### RECORD EXCERPTS:
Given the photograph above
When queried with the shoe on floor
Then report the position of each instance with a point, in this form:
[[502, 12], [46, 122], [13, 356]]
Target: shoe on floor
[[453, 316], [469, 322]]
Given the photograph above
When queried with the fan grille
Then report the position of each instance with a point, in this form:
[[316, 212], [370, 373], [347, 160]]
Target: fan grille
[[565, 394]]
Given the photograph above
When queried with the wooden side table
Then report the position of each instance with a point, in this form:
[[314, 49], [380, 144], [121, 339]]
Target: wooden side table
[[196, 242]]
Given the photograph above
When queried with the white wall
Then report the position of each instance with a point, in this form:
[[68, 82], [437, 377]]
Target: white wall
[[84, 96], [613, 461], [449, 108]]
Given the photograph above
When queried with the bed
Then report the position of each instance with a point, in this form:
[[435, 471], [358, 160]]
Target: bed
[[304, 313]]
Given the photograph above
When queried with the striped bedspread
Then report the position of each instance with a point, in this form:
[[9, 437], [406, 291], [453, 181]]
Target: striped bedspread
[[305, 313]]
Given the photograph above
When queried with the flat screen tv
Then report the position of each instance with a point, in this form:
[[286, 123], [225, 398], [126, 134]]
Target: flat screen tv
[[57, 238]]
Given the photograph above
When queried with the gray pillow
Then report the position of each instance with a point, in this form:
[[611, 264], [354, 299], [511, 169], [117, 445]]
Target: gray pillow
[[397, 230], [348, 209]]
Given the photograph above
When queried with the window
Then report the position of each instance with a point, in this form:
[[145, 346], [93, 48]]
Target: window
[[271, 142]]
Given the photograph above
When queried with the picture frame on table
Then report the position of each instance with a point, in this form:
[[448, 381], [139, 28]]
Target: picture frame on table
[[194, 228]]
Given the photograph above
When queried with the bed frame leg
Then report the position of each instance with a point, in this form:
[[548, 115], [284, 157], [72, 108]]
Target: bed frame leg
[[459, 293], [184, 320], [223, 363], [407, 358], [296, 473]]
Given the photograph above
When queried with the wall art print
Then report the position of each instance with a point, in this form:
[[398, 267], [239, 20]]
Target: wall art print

### EXERCISE PROMPT:
Lay out the lines of the items as a Markdown table with the columns "Row" and "Line", starting at the very first line and going on through the line with "[[453, 316], [469, 322]]", both included. Number each row and leave out any blank lines.

### COMPLETED TASK:
| Row | Line |
|---|---|
| 1 | Given the photograph above |
| 2 | When queried with the shoe on floor |
| 3 | Then report the position of each instance with a point, in this form: |
| 4 | [[502, 12], [46, 122], [13, 356]] |
| 5 | Target: shoe on floor |
| 6 | [[453, 316], [469, 322]] |